◆ Task ◆
Copy out the entire article about the Tex-Mex breakfast taco startup below, word for word.

◆ Excerpted passage ◆

---------------

April 20, 2024

Canadiannpizza

Cooking Is My World

Taquero incubates Tex-Mex startup at Downtown Market

Throughout 2020, Steven Martinez-Thiel brought his food to the Fulton Street Farmers Market and other local farmers markets and pop-up events to build a loyal customer base. Courtesy Basalt

Native Texan Steven Martinez-Thiel is looking to bring Tex-Mex culture to Grand Rapids through his specialty breakfast taco business after falling in love with the Mitten State over a decade ago.

Martinez-Thiel founded Basalt in February as a modern Tex-Mex concept that brings “an elevated yet approachable culinary experience” to West Michigan, combining diverse flavor profiles with a focus on craft food, locally sourced ingredients whenever possible and “the unbeatable hospitality that Michiganders are known for.”

The business is currently in development mode in the Grand Rapids Downtown Market incubator kitchen, at 435 Ionia Ave. SW in downtown Grand Rapids.

The incubator kitchen program provides “customized business counseling to budding and existing food entrepreneurs in a supportive and flexible environment that fosters production and creativity in a licensed commercial kitchen.” Since its beginnings in 2013, 1,000-plus startup food entrepreneurs have received individualized business counseling services through the program and 14 have graduated from the program. In 2020, 170 local entrepreneurs have been mentored, with 11 launching a new food startup and six graduating from the program to their own facilities.

---------------

[Dataset entries]
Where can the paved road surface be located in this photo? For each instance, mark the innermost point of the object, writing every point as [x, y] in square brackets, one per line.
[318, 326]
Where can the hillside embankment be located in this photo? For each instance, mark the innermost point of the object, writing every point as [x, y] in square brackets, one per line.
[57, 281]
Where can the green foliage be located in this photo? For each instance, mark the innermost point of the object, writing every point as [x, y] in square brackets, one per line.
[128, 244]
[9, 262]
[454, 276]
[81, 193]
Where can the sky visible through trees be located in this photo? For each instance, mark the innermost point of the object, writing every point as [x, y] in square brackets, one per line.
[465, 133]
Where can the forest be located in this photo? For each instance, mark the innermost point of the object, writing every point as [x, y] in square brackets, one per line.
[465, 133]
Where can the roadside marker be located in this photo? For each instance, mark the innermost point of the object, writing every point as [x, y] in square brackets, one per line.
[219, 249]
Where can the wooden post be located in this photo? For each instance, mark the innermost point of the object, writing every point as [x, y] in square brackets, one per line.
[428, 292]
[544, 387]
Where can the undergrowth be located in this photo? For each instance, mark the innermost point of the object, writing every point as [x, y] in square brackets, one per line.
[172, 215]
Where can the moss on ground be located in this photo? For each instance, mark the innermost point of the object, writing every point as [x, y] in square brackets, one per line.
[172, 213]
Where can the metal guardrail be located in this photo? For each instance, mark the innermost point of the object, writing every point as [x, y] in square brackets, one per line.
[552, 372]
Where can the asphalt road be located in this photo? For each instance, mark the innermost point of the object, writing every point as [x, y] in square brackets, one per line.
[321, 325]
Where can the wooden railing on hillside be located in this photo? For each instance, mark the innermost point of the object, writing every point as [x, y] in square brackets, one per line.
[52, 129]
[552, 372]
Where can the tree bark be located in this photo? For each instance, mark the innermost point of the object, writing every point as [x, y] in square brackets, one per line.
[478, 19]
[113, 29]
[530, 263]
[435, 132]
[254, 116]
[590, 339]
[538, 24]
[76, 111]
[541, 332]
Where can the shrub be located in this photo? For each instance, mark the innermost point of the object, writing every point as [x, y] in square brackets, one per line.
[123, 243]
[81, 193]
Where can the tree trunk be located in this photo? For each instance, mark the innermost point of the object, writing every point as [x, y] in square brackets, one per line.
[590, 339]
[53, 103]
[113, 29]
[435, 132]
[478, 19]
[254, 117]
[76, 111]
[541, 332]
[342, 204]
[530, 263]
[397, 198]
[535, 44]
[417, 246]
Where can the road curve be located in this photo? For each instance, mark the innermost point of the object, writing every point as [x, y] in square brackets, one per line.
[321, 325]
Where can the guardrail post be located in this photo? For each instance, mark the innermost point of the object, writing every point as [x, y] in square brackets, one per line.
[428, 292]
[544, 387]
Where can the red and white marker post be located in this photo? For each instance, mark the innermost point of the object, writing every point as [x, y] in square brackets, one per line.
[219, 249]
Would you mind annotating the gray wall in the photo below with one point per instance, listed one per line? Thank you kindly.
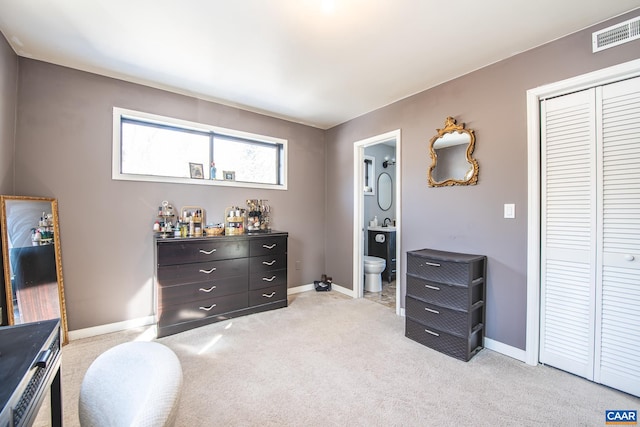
(8, 99)
(63, 150)
(466, 219)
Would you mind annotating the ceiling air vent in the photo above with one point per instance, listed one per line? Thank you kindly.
(616, 34)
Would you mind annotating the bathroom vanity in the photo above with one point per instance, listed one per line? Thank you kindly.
(204, 280)
(384, 248)
(445, 302)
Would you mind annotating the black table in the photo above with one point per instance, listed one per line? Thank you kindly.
(29, 365)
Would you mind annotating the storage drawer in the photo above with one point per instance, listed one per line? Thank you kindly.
(268, 245)
(267, 295)
(202, 272)
(268, 278)
(196, 310)
(460, 348)
(450, 296)
(451, 321)
(172, 295)
(178, 252)
(439, 271)
(276, 261)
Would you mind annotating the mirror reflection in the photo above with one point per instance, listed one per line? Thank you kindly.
(385, 191)
(32, 264)
(452, 163)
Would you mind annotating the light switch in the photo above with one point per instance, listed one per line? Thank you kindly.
(509, 210)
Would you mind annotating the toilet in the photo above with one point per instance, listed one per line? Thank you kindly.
(373, 268)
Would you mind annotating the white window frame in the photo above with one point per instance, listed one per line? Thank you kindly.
(117, 174)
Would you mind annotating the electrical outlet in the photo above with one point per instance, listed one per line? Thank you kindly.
(509, 210)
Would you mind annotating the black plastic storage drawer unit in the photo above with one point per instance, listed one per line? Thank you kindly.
(445, 303)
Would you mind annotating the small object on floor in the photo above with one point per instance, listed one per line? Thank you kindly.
(324, 284)
(132, 384)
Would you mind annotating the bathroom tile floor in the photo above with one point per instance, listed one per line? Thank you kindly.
(386, 297)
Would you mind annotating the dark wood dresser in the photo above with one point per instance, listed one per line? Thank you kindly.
(205, 280)
(445, 303)
(29, 367)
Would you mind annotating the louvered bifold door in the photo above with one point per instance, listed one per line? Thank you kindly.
(568, 233)
(618, 313)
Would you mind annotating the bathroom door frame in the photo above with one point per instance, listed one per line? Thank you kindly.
(358, 211)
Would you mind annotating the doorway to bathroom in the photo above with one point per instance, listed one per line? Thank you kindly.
(377, 213)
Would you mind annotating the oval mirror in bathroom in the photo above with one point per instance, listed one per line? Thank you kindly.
(385, 191)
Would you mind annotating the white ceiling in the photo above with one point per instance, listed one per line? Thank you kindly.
(317, 62)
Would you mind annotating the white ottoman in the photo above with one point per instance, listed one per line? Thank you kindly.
(131, 384)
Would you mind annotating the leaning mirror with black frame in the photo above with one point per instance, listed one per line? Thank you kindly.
(31, 259)
(451, 156)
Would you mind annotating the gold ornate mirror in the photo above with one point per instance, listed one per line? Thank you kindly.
(451, 161)
(33, 280)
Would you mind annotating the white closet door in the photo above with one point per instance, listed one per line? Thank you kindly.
(618, 322)
(567, 318)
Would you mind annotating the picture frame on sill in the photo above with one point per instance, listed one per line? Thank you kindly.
(196, 170)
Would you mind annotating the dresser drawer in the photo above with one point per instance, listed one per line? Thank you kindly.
(172, 295)
(276, 261)
(268, 278)
(267, 295)
(196, 310)
(458, 347)
(268, 245)
(444, 319)
(202, 271)
(450, 296)
(439, 271)
(178, 252)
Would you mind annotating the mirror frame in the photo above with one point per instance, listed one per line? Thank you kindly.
(450, 126)
(58, 259)
(380, 192)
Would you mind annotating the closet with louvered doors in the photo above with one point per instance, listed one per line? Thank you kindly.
(590, 254)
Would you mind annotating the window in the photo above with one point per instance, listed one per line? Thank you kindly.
(147, 147)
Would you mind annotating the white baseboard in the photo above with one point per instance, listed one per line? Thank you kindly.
(311, 287)
(505, 349)
(111, 327)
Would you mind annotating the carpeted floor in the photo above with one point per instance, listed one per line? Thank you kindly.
(329, 360)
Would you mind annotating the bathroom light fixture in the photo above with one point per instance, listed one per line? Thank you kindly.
(388, 162)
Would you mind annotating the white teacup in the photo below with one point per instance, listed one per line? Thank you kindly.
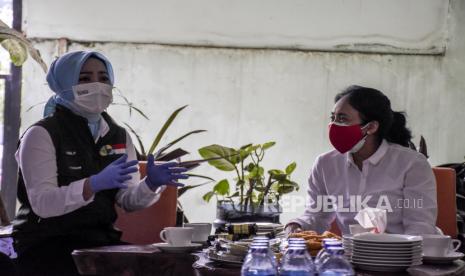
(177, 236)
(201, 231)
(439, 245)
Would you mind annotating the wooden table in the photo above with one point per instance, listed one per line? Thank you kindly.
(132, 260)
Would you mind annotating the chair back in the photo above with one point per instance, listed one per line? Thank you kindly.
(144, 226)
(447, 208)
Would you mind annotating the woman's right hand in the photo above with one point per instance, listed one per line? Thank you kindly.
(114, 175)
(292, 228)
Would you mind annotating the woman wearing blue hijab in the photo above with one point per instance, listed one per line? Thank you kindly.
(75, 164)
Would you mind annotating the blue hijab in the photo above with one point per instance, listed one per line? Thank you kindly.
(64, 74)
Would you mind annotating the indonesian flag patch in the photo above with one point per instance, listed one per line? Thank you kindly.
(113, 149)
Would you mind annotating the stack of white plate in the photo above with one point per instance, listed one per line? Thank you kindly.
(347, 244)
(385, 252)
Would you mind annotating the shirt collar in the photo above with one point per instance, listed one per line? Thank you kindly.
(103, 128)
(375, 157)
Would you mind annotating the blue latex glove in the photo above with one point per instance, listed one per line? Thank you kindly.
(114, 175)
(164, 174)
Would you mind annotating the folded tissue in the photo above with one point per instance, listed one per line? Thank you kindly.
(372, 218)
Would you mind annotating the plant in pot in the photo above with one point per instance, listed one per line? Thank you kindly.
(255, 197)
(164, 154)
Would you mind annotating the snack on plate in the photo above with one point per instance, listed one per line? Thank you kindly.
(313, 240)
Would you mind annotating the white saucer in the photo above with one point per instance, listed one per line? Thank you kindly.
(443, 259)
(397, 239)
(166, 247)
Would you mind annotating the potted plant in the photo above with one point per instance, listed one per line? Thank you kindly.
(163, 154)
(256, 194)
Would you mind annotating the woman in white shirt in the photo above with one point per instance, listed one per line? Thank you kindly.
(75, 165)
(371, 166)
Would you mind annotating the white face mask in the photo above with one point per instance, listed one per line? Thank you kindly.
(93, 97)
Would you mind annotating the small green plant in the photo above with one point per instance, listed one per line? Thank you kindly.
(18, 46)
(253, 187)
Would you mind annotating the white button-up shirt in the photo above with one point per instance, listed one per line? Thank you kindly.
(394, 178)
(37, 159)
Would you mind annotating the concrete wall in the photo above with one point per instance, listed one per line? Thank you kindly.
(246, 95)
(350, 25)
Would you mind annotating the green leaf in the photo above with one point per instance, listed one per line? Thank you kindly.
(215, 151)
(139, 140)
(259, 188)
(170, 144)
(222, 187)
(243, 154)
(165, 126)
(245, 146)
(257, 172)
(18, 53)
(7, 33)
(268, 145)
(208, 196)
(285, 189)
(234, 195)
(277, 175)
(275, 171)
(291, 167)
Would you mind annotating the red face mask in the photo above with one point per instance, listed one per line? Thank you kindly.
(346, 138)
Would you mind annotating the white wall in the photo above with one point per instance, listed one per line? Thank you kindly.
(246, 95)
(350, 25)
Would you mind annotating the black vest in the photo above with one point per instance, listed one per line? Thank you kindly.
(78, 157)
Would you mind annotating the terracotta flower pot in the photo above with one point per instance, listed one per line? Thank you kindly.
(143, 226)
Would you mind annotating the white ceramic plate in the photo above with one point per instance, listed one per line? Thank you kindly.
(386, 238)
(386, 253)
(383, 264)
(378, 248)
(391, 258)
(381, 268)
(385, 261)
(166, 247)
(443, 259)
(380, 244)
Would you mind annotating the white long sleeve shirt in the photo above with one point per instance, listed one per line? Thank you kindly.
(394, 178)
(37, 159)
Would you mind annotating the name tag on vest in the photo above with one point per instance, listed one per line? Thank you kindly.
(113, 149)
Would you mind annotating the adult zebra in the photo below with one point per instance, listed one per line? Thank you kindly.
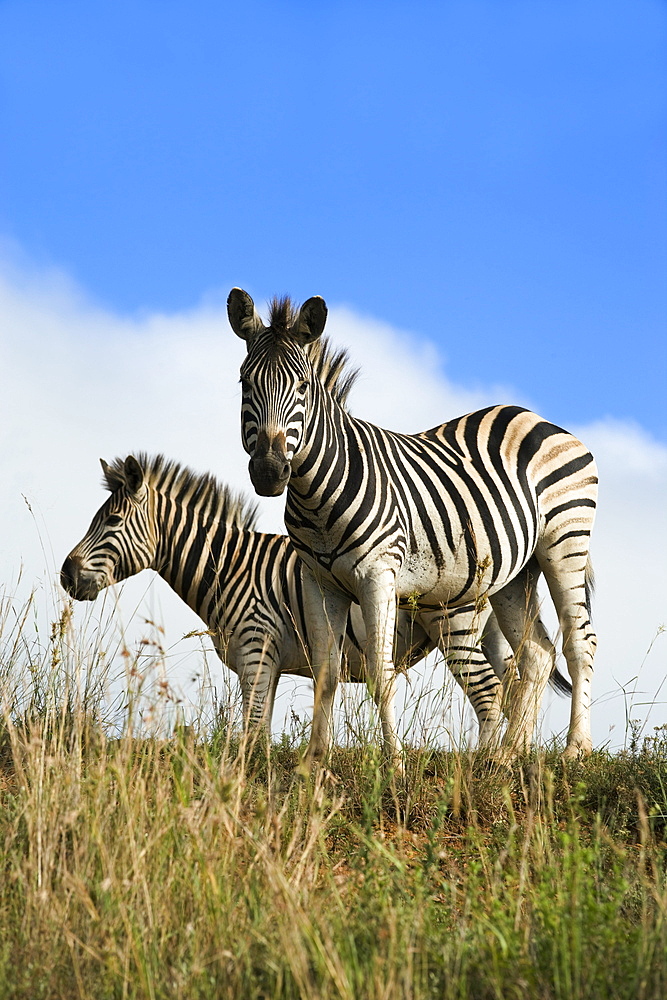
(474, 509)
(247, 586)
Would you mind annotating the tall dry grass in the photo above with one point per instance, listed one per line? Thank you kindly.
(195, 864)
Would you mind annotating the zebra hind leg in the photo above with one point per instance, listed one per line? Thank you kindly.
(457, 632)
(517, 610)
(570, 591)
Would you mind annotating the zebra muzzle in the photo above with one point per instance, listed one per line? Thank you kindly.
(269, 467)
(79, 584)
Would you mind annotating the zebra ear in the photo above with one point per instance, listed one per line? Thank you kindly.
(311, 320)
(113, 480)
(134, 474)
(243, 317)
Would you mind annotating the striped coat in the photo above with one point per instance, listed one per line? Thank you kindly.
(445, 521)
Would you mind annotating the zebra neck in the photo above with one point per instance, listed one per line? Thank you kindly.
(195, 554)
(322, 460)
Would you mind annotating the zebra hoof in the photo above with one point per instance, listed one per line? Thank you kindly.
(573, 751)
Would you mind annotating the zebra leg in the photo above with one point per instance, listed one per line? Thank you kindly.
(258, 672)
(326, 614)
(517, 610)
(378, 607)
(457, 632)
(569, 587)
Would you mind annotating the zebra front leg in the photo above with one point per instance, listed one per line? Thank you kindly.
(326, 614)
(457, 632)
(258, 672)
(378, 606)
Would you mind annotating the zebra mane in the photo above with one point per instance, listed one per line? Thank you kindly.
(180, 483)
(331, 366)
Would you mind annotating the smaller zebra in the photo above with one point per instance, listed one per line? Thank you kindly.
(246, 586)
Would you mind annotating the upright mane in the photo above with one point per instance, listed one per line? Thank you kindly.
(331, 366)
(196, 489)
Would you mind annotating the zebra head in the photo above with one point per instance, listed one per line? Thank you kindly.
(277, 381)
(120, 540)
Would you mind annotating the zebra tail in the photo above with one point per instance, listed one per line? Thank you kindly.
(589, 585)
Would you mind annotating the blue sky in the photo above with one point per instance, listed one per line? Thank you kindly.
(487, 175)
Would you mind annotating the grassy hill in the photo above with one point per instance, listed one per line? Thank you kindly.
(199, 866)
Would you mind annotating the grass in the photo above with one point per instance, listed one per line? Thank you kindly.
(196, 865)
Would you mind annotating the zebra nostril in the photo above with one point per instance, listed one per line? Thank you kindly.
(68, 574)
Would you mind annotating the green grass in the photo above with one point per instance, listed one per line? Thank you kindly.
(198, 866)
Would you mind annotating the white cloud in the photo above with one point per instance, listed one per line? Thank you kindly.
(80, 383)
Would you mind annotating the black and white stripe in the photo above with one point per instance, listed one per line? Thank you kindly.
(247, 586)
(445, 521)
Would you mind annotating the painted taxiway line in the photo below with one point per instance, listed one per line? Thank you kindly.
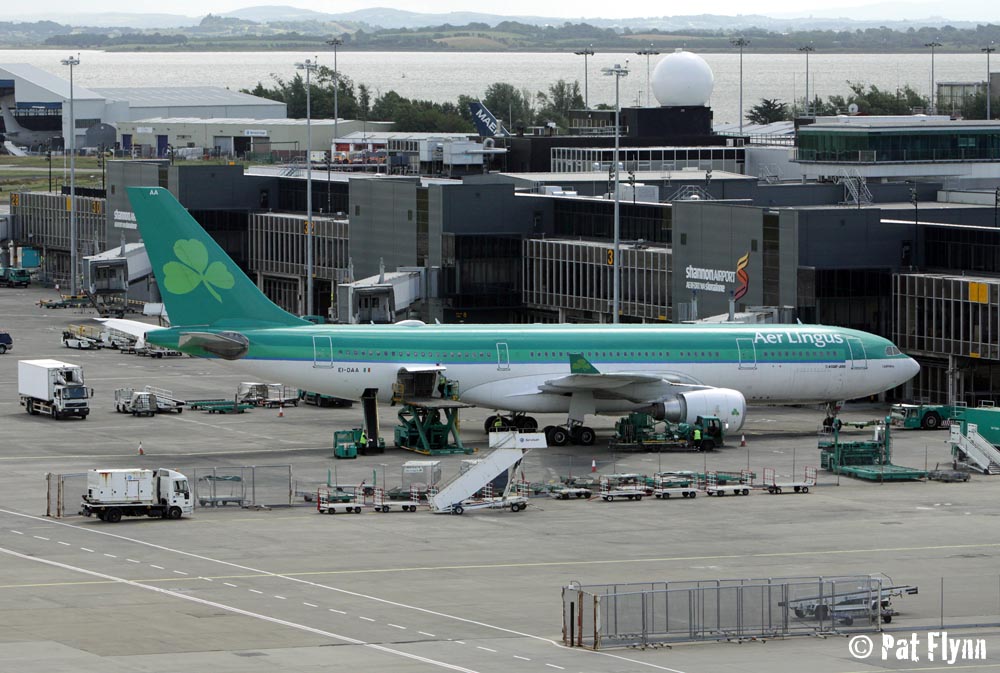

---------------

◆ Response to this exercise ◆
April 20, 2024

Canadiannpizza

Cooking Is My World

Taquero incubates Tex-Mex startup at Downtown Market

Throughout 2020, Steven Martinez-Thiel brought his food to the Fulton Street Farmers Market and other local farmers markets and pop-up events to build a loyal customer base. Courtesy Basalt

Native Texan Steven Martinez-Thiel is looking to bring Tex-Mex culture to Grand Rapids through his specialty breakfast taco business after falling in love with the Mitten State over a decade ago.

Martinez-Thiel founded Basalt in February as a modern Tex-Mex concept that brings “an elevated yet approachable culinary experience” to West Michigan, combining diverse flavor profiles with a focus on craft food, locally sourced ingredients whenever possible and “the unbeatable hospitality that Michiganders are known for.”

The business is currently in development mode in the Grand Rapids Downtown Market incubator kitchen, at 435 Ionia Ave. SW in downtown Grand Rapids.

The incubator kitchen program provides “customized business counseling to budding and existing food entrepreneurs in a supportive and flexible environment that fosters production and creativity in a licensed commercial kitchen.” Since its beginnings in 2013, 1,000-plus startup food entrepreneurs have received individualized business counseling services through the program and 14 have graduated from the program. In 2020, 170 local entrepreneurs have been mentored, with 11 launching a new food startup and six graduating from the program to their own facilities.